BEGIN Entries supplied

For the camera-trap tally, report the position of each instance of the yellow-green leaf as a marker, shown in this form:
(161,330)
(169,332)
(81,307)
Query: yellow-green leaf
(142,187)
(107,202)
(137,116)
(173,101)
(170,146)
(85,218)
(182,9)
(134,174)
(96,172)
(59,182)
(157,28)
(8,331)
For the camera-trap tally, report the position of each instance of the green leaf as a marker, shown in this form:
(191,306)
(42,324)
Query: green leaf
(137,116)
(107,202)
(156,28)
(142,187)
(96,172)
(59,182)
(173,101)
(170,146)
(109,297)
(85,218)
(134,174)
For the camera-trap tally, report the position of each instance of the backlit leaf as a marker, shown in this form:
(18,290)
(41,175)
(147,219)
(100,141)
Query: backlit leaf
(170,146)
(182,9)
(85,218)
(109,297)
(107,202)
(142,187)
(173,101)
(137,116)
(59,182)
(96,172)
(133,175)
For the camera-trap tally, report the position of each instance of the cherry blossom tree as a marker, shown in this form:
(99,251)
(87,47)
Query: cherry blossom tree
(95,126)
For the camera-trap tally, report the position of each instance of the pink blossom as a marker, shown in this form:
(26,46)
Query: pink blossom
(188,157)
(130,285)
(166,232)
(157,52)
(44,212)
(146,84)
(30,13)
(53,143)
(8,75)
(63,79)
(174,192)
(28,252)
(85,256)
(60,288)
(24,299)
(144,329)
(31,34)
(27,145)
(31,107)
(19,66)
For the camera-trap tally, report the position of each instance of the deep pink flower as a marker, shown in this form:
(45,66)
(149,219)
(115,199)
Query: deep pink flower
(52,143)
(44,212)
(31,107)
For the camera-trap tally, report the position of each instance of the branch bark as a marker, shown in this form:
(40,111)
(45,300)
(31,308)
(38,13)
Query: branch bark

END Entries supplied

- _Written instruction_: Reproduce the entire listing above, with the requests and their sample points unchanged, and shift every coordinate in the answer points by -17.

- _Exercise result_:
For the camera-trap tally, report the position of each instance of the yellow-green leaf as a marker, shown in this form:
(161,330)
(169,332)
(81,307)
Query: yellow-green leaf
(125,170)
(90,185)
(120,99)
(156,84)
(153,129)
(68,201)
(165,-8)
(117,157)
(79,155)
(42,165)
(140,11)
(-9,314)
For the camera-trap tally, report the position of each instance of the green leaf as a marker, shown in this form:
(191,306)
(42,324)
Query: green leaf
(120,99)
(90,185)
(139,11)
(125,170)
(79,155)
(42,165)
(156,84)
(153,129)
(92,280)
(68,201)
(117,157)
For the camera-trap tally, report the position of each instance of the backlit leaf as a marker, shown in this form:
(18,290)
(41,175)
(147,219)
(100,141)
Query: backlit leaf
(153,129)
(165,-8)
(68,201)
(92,280)
(90,185)
(125,170)
(156,84)
(120,99)
(42,165)
(79,155)
(116,158)
For the camera-trap tally, report the position of each instance of the cherry blossom tree as a marker, shown in this form:
(99,251)
(87,47)
Query: cherry blossom tree
(78,109)
For the camera-trap tally, report the position of each instance of the pink blossom as a marker, shown in this form:
(26,46)
Query: pink blossom
(171,140)
(113,268)
(149,215)
(140,35)
(27,195)
(129,67)
(13,-4)
(36,126)
(-9,58)
(46,62)
(157,175)
(11,235)
(68,239)
(43,271)
(7,282)
(127,312)
(14,17)
(10,128)
(14,90)
(2,49)
For the camera-trap tally, report the position of each instance of the deep pink flower as a marker, shown in this form:
(45,66)
(149,219)
(115,199)
Query: deep pink flower
(35,126)
(27,195)
(14,90)
For the camera-trap tally, report the position of each instance of the branch bark as a marker, shown in this form:
(40,111)
(45,300)
(31,308)
(38,13)
Query: branch bark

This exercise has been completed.